革製品ブランド「サムラ」、日本からのアクセサリー入手を希望

(エチオピア、日本)

アディスアベバ発

2021年10月25日

ジェトロは10月15日、国連職員や外交官なども顧客にもつエチオピアの革製品ブランド「サムラ(SAMRA外部サイトへ、新しいウィンドウで開きます)」の工房を訪問した。デザイナーのサムラウィット氏は、商品の質向上のため、日本の革製品アクセサリーの入手を熱望している。

写真 デザイナーのサムラウィット氏(ジェトロ撮影)

デザイナーのサムラウィット氏(ジェトロ撮影)

サムラウィット氏はイタリアの高級ブランドデザイナーの手ほどきを受けてデザインを学んだ。新型コロナウイルス感染拡大前には、日本にも訪問したことがある。革製品に欠かせない金環やファスナー、留め具など、日本でみたアクセサリーはデザインが豊富で、メッキの質もよく、どれも使いたいものばかりだったという。糸やコバ仕上げ剤(サーマルコート)の一部は、現在でもその時に購入したものを大切に使っている。

写真 日本で購入した糸や道具も使う(ジェトロ撮影)

日本で購入した糸や道具も使う(ジェトロ撮影)

新型コロナ感染拡大は売り上げへの影響も大きく、米国向けの輸出案件も破談となるなど、大きく落ち込んだ。2021年上期には、入居していた物件が地区の再開発を理由に突然わずか2日間の猶予で退去を余儀なくされた。こうした状況にあっても、前向きな気持ちを失わず、現在では、少しずつ販売も回復しているという。
= = = =
本文によると、サムラウィット氏は誰の手ほどきを受けてデザインを学んだか答えよ。
= = = =
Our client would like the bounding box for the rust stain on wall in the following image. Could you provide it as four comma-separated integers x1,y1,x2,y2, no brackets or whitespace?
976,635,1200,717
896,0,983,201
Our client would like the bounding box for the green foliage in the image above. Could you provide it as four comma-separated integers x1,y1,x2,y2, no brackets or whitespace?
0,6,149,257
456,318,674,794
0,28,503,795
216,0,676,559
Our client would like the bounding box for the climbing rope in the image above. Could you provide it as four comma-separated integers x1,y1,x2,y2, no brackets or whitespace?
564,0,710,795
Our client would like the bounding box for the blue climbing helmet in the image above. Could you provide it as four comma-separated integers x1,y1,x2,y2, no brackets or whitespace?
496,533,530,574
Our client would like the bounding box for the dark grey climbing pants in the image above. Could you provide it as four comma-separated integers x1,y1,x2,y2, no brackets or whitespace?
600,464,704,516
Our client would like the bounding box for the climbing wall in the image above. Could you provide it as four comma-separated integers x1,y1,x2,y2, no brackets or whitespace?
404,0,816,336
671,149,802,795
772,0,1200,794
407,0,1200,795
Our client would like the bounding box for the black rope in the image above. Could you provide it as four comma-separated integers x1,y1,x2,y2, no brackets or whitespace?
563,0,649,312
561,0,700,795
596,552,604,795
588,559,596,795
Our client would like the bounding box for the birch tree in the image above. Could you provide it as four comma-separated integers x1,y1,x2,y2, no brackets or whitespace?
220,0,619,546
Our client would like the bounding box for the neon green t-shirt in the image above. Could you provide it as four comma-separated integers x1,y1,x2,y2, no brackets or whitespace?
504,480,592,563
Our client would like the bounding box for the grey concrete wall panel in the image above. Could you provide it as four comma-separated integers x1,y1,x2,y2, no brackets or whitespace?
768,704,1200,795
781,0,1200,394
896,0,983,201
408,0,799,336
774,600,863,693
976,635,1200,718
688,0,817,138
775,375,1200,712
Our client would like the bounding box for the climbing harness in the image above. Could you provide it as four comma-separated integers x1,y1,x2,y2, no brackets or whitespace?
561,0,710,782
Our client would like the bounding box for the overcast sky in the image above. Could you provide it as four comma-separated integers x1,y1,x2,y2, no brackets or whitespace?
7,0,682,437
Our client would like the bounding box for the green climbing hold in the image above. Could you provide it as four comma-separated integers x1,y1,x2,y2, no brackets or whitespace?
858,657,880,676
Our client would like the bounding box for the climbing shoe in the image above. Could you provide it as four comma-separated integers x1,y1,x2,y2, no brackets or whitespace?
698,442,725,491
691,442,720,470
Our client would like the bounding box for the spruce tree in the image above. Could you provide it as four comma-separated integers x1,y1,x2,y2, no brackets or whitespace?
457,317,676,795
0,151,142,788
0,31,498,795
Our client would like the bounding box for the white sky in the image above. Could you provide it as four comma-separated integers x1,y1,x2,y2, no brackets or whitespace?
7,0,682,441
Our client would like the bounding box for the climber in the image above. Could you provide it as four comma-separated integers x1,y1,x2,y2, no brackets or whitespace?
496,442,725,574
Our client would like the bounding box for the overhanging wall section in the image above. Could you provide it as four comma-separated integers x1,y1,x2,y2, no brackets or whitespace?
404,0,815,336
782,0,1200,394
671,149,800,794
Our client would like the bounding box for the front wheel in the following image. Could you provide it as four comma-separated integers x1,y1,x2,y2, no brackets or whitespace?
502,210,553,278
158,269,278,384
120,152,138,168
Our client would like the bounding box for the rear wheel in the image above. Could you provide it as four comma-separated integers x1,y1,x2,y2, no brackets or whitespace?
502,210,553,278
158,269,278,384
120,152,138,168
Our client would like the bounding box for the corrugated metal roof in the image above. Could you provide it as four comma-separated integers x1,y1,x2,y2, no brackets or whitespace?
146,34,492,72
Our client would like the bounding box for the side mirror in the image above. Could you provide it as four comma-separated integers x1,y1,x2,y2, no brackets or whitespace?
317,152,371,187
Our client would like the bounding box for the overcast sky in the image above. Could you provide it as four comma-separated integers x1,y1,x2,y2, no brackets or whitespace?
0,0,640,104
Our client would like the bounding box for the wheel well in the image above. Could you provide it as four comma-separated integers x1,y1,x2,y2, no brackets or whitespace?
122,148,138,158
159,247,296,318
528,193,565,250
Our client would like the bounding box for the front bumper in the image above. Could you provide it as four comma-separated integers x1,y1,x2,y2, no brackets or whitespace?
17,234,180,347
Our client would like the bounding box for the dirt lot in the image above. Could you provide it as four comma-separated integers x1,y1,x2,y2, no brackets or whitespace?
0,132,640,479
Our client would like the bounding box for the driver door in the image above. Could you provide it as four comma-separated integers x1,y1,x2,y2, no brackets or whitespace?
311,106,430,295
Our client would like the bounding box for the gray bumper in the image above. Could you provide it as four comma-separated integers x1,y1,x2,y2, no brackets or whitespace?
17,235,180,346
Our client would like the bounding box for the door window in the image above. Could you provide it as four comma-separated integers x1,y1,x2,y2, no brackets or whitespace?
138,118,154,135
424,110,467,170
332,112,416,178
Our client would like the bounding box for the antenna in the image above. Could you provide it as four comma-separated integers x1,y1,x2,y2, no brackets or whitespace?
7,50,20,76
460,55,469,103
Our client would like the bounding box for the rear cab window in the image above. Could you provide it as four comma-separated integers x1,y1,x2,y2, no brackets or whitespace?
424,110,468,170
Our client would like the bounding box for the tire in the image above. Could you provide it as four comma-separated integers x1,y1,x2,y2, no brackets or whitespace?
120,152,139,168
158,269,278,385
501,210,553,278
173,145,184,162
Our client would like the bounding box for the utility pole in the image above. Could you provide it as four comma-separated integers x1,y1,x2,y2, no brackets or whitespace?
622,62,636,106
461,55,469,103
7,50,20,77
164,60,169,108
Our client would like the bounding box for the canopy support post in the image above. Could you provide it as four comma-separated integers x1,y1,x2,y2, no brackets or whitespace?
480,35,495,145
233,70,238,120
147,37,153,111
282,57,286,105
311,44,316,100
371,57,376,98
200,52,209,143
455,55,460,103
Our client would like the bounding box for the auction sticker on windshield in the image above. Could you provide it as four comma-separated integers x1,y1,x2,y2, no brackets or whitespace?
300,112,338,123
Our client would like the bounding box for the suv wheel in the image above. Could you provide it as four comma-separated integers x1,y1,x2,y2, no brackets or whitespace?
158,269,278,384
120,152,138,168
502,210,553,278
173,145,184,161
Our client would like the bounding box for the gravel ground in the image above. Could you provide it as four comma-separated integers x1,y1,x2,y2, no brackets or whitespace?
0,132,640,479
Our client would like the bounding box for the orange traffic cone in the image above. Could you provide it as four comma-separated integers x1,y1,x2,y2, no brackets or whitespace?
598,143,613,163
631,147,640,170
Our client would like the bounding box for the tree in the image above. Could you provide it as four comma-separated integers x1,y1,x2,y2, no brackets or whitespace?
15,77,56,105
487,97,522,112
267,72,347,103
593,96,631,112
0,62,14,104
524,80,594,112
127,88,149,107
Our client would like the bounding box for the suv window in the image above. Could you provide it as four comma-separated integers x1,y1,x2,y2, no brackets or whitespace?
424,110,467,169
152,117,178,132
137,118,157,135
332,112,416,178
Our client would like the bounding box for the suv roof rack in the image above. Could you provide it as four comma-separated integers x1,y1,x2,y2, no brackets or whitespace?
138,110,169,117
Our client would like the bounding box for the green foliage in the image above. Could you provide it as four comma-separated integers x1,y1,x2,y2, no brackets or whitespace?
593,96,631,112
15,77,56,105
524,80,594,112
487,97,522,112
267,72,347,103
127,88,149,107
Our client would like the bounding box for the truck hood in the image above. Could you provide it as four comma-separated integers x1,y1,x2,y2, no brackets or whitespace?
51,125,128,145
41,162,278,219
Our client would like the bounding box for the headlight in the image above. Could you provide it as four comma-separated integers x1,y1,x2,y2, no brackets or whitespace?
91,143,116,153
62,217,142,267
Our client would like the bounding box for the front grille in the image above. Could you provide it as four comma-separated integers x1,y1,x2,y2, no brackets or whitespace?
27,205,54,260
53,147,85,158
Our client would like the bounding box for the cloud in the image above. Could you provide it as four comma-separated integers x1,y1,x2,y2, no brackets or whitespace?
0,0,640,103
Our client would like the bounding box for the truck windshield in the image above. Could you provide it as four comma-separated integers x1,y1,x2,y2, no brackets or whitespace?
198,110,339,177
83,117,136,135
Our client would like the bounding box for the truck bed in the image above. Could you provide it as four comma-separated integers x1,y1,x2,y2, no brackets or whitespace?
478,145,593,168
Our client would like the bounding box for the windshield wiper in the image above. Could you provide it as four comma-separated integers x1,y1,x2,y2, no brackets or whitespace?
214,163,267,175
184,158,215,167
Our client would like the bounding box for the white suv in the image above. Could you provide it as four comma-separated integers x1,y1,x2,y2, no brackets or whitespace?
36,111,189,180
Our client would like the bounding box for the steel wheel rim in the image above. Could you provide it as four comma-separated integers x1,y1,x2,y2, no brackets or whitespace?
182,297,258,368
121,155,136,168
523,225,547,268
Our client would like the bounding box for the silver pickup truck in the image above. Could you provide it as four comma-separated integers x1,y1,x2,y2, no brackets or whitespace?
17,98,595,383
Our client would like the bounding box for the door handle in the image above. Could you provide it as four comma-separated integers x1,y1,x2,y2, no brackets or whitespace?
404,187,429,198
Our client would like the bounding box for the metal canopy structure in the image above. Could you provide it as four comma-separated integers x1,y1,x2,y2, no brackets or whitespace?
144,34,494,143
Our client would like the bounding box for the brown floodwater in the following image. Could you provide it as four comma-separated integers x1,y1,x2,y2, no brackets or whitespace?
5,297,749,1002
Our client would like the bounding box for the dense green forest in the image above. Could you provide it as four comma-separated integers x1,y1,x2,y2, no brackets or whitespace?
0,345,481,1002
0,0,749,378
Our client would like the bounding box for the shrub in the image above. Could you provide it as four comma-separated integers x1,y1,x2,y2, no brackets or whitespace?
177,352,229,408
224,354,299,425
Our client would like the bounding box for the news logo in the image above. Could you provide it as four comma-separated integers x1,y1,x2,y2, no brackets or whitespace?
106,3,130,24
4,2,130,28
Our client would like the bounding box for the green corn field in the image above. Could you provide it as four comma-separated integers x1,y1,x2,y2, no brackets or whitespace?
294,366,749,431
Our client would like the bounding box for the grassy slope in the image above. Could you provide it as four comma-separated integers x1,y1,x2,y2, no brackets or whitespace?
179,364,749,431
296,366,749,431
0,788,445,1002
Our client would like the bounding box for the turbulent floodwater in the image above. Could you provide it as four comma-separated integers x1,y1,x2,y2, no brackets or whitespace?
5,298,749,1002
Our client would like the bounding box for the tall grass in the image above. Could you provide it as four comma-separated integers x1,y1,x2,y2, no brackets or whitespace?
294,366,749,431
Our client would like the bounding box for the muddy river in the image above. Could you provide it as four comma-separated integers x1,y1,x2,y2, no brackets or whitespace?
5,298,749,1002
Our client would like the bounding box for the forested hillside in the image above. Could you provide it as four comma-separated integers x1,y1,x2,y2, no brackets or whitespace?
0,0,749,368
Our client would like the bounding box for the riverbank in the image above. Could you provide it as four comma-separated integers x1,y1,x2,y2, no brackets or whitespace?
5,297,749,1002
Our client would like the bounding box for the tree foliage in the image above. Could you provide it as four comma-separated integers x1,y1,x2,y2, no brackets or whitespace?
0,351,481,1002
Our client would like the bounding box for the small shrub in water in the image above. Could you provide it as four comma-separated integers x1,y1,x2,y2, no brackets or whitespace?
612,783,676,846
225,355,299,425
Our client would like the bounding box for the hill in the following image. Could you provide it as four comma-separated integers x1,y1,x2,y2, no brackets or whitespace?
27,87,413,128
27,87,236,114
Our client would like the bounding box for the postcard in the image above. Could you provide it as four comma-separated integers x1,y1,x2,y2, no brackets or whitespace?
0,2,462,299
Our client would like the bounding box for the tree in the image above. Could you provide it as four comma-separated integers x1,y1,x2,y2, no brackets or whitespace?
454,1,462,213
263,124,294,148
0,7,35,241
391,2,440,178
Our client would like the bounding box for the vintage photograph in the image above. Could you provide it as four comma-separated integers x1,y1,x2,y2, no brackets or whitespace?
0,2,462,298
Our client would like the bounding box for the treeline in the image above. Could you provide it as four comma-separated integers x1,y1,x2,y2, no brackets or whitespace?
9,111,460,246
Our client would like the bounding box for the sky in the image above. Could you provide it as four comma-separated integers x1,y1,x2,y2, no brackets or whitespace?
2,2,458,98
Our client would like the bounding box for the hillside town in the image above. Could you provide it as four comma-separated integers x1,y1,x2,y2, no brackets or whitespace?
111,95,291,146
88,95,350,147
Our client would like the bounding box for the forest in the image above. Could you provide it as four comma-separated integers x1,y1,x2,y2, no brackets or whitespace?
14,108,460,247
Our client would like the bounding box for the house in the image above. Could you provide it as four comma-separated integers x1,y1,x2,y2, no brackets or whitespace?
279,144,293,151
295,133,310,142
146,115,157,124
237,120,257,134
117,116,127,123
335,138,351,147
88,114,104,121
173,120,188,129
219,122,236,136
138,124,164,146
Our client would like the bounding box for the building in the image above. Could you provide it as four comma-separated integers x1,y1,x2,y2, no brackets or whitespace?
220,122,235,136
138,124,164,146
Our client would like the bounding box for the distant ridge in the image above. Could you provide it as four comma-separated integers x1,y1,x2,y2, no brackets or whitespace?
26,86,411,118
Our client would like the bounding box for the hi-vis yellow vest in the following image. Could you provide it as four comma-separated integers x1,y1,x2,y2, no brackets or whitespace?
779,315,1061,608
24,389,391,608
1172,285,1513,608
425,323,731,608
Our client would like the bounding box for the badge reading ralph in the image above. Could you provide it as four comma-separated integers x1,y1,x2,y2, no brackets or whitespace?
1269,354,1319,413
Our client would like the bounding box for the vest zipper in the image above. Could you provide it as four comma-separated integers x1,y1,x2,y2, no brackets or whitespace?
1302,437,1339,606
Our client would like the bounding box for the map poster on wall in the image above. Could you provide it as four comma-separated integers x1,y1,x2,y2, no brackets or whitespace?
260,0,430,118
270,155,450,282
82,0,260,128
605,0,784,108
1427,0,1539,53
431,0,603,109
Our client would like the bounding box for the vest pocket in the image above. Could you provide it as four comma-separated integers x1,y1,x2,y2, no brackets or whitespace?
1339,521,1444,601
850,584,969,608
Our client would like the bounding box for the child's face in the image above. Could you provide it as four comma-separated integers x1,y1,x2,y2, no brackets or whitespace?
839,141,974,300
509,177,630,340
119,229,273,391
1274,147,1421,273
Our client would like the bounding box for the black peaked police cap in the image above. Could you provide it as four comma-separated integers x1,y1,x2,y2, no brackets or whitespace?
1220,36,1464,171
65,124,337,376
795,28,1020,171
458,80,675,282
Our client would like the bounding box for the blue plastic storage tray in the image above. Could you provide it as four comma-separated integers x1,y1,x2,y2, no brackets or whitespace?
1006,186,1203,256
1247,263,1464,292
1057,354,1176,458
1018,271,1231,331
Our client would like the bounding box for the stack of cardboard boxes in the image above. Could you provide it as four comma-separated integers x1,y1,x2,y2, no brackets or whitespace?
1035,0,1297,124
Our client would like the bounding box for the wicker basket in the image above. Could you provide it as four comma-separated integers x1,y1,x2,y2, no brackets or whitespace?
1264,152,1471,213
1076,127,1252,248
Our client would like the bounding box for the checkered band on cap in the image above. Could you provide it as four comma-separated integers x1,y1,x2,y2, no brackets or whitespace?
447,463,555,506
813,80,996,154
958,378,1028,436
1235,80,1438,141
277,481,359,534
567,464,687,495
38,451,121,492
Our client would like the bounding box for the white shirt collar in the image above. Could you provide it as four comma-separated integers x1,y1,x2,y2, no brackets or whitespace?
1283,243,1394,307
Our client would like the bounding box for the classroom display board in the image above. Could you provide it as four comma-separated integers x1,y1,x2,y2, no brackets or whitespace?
= = = =
*回答:*
イタリアの高級ブランドデザイナーの手ほどきを受けて学んだ。